Please list every line of the rows below that contains the word "brown", copying each line in full. Case counts.

|---|

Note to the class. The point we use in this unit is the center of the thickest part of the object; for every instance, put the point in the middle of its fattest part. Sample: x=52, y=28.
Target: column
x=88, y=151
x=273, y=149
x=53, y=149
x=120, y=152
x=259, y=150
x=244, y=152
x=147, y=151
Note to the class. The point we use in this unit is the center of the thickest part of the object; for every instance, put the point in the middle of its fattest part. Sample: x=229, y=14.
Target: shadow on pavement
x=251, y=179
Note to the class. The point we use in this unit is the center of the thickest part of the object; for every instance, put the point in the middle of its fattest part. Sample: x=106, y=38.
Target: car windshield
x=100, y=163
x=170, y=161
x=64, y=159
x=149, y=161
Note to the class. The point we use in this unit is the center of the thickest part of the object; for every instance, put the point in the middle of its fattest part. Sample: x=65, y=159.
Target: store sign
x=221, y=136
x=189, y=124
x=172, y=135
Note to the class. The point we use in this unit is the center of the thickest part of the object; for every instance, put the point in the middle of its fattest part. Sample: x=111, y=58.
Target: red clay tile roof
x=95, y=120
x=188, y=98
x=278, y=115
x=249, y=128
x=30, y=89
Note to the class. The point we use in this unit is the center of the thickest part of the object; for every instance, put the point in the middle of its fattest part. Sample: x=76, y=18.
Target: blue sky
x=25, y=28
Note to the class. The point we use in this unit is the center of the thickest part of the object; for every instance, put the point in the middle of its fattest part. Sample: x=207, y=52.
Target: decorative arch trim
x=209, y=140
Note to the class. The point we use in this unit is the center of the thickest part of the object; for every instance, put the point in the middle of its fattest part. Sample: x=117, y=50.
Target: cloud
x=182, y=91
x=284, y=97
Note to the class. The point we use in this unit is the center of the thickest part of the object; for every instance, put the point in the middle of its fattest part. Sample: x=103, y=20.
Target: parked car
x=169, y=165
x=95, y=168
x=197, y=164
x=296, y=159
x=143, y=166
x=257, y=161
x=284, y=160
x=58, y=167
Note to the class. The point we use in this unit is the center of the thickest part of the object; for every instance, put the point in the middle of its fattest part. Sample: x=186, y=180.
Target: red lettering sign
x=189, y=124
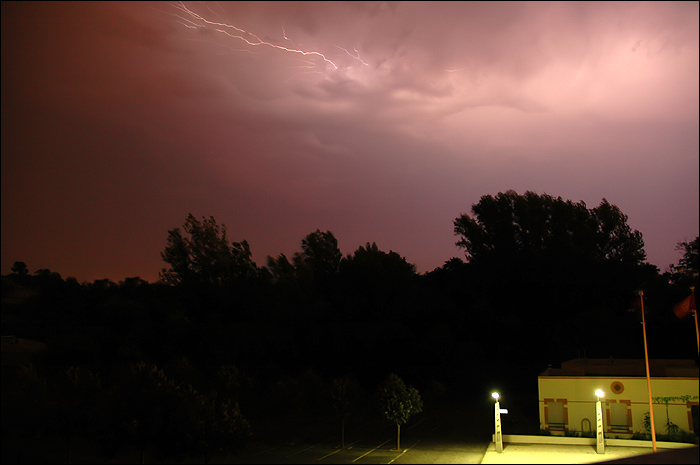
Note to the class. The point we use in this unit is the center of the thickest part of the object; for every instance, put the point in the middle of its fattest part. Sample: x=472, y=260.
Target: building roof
x=658, y=368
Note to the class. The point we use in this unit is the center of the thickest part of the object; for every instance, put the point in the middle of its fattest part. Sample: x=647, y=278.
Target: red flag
x=685, y=307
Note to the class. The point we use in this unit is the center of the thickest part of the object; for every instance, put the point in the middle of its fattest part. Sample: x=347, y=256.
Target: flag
x=685, y=307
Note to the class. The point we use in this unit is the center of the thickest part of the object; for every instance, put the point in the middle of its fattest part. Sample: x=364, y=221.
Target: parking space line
x=267, y=450
x=367, y=453
x=335, y=452
x=392, y=460
x=303, y=450
x=416, y=424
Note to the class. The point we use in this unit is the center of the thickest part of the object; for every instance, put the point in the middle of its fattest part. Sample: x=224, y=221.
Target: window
x=619, y=417
x=556, y=414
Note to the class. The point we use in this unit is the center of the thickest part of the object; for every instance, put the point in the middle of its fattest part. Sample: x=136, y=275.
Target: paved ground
x=548, y=453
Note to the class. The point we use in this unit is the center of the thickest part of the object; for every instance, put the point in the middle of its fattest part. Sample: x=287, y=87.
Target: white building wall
x=578, y=394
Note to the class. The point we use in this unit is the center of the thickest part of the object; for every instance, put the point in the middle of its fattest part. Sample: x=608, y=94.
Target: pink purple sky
x=379, y=121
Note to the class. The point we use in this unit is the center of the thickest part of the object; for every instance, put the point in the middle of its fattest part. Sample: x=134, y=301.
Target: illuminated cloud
x=381, y=121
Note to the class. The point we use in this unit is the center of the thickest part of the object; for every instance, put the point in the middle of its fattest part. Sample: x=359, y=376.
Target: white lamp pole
x=600, y=432
x=498, y=438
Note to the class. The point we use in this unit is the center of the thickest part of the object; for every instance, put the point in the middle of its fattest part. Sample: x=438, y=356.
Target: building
x=567, y=396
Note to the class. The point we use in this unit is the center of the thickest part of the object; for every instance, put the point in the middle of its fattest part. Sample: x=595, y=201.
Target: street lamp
x=600, y=434
x=498, y=437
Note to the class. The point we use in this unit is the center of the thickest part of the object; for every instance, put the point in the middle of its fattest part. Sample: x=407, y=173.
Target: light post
x=600, y=432
x=498, y=437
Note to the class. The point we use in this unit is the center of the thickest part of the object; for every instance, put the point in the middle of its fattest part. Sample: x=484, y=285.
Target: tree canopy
x=532, y=225
x=204, y=255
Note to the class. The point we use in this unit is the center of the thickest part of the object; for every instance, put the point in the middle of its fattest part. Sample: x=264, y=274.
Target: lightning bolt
x=192, y=20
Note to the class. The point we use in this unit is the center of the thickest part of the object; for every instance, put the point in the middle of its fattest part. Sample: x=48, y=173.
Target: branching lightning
x=192, y=20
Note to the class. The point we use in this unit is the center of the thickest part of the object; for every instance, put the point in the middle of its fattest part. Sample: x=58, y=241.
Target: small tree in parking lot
x=398, y=403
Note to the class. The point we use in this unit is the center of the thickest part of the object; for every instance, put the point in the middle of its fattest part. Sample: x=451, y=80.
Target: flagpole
x=695, y=313
x=646, y=359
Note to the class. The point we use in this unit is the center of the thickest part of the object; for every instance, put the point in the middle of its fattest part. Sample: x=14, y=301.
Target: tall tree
x=320, y=253
x=530, y=225
x=398, y=403
x=544, y=270
x=204, y=255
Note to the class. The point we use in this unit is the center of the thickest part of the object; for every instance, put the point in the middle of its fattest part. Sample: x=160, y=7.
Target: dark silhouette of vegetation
x=220, y=349
x=398, y=403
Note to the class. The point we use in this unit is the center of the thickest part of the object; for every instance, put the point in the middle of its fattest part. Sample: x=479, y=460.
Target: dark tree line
x=223, y=345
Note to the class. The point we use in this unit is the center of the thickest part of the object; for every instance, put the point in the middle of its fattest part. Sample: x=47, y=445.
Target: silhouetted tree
x=529, y=225
x=399, y=403
x=20, y=268
x=204, y=255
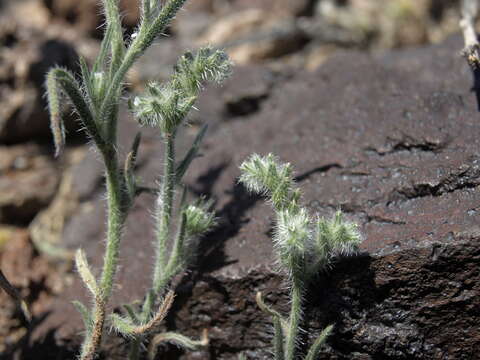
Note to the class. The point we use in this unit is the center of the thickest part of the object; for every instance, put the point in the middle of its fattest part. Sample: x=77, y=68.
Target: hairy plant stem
x=116, y=218
x=164, y=215
x=134, y=353
x=295, y=317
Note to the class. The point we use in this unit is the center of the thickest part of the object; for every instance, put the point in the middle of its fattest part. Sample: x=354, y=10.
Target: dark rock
x=393, y=141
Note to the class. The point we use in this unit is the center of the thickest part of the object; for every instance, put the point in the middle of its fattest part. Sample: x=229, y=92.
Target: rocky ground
x=375, y=119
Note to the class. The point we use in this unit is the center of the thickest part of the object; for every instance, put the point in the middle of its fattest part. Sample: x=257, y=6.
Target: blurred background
x=284, y=35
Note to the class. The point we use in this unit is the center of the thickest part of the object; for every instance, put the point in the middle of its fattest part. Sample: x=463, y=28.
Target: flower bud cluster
x=304, y=245
x=166, y=105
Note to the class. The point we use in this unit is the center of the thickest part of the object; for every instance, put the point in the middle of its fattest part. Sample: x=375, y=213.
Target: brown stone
x=392, y=140
x=28, y=181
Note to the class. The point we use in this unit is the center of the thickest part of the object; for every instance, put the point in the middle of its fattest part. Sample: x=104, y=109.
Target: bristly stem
x=164, y=216
x=116, y=218
x=165, y=207
x=295, y=318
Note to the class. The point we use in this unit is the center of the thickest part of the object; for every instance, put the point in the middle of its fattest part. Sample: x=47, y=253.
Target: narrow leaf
x=278, y=339
x=317, y=345
x=130, y=162
x=191, y=154
x=85, y=272
x=87, y=83
x=105, y=47
x=131, y=313
x=72, y=89
x=157, y=319
x=56, y=122
x=177, y=339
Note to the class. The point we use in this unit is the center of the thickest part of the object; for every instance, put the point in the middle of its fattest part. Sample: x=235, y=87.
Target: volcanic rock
x=393, y=141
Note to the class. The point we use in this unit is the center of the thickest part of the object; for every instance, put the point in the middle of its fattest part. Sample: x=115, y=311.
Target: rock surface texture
x=392, y=140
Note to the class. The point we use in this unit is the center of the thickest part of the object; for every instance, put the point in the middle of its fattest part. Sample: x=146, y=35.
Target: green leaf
x=104, y=49
x=130, y=161
x=123, y=326
x=56, y=121
x=85, y=272
x=86, y=316
x=131, y=313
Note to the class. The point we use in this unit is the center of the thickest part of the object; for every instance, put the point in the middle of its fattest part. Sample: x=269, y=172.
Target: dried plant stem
x=471, y=50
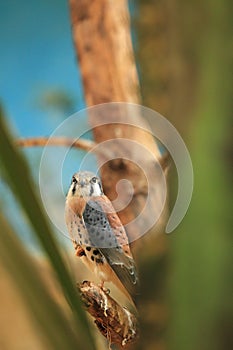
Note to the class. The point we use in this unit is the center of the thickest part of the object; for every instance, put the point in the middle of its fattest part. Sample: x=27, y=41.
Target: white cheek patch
x=96, y=190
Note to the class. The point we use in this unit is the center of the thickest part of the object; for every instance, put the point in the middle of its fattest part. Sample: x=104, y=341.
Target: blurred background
x=184, y=58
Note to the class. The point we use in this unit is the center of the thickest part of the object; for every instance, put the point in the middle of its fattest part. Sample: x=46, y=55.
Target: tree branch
x=115, y=322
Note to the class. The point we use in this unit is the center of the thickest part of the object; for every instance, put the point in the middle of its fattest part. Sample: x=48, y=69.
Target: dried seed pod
x=115, y=322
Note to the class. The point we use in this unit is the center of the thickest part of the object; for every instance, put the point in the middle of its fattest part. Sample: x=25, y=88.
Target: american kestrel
x=98, y=235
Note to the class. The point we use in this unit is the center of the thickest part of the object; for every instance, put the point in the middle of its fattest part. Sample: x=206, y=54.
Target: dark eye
x=74, y=180
x=94, y=179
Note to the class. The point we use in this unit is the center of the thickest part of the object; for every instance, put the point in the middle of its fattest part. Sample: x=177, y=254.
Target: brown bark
x=116, y=323
x=101, y=33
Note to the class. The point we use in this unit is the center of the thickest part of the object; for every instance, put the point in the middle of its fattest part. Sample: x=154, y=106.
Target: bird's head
x=85, y=184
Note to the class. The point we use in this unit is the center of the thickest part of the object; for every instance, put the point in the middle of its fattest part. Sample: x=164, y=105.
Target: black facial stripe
x=74, y=188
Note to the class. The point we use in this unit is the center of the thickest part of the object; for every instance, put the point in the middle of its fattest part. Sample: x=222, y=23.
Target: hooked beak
x=82, y=183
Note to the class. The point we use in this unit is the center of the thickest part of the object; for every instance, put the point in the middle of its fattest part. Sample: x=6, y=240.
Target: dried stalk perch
x=115, y=322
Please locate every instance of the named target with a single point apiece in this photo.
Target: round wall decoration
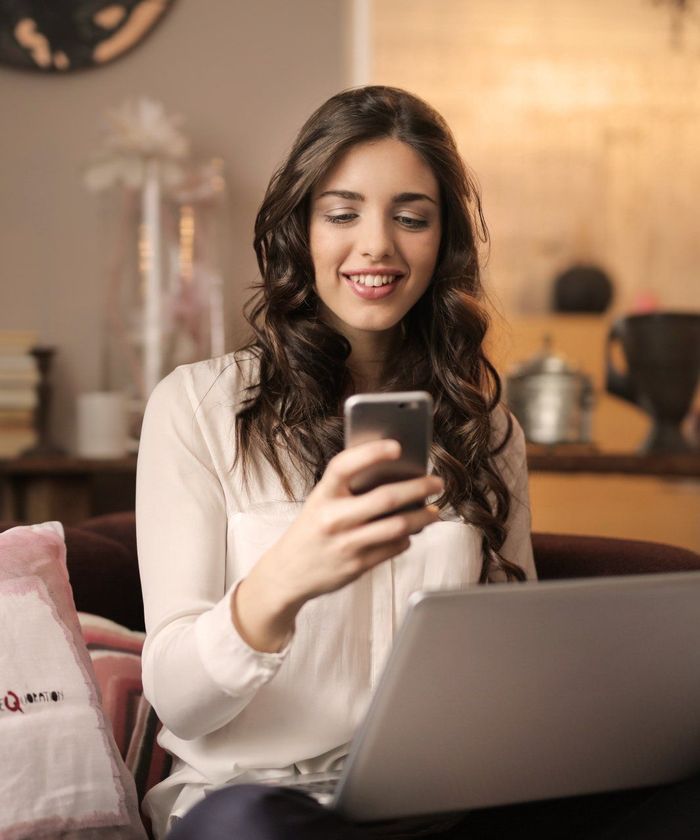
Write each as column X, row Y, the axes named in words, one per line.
column 58, row 36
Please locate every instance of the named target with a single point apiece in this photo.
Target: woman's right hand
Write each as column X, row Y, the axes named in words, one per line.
column 335, row 540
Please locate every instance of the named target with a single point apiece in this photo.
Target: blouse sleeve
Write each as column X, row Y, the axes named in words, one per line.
column 512, row 462
column 198, row 673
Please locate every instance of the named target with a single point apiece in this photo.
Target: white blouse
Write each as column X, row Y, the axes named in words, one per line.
column 228, row 711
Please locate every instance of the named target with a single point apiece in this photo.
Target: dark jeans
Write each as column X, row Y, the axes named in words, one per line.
column 261, row 812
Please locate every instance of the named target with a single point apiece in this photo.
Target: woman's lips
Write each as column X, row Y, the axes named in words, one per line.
column 373, row 292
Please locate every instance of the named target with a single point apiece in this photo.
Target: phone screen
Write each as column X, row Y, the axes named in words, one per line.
column 405, row 416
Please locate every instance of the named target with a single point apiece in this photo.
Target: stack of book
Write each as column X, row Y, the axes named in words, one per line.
column 19, row 377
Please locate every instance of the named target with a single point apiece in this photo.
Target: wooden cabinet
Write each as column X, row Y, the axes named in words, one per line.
column 65, row 488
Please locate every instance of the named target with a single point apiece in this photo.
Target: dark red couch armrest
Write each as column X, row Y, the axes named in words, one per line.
column 567, row 556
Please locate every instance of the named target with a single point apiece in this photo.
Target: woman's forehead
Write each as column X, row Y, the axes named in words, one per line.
column 388, row 166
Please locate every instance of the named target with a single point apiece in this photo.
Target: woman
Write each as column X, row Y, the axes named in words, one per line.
column 272, row 593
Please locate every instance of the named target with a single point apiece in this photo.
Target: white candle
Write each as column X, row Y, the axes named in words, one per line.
column 153, row 287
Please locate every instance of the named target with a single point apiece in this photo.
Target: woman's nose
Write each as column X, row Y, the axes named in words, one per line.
column 377, row 241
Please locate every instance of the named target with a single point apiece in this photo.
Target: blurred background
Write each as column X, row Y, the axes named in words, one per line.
column 581, row 121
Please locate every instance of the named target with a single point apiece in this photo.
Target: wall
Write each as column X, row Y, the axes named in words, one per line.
column 243, row 76
column 582, row 122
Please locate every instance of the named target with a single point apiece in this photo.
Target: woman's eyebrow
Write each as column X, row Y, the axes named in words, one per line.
column 401, row 198
column 346, row 194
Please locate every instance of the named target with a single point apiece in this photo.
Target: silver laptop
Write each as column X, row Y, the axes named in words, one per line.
column 510, row 693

|---|

## EXERCISE RESULT:
Target: brown stone
Target: brown bark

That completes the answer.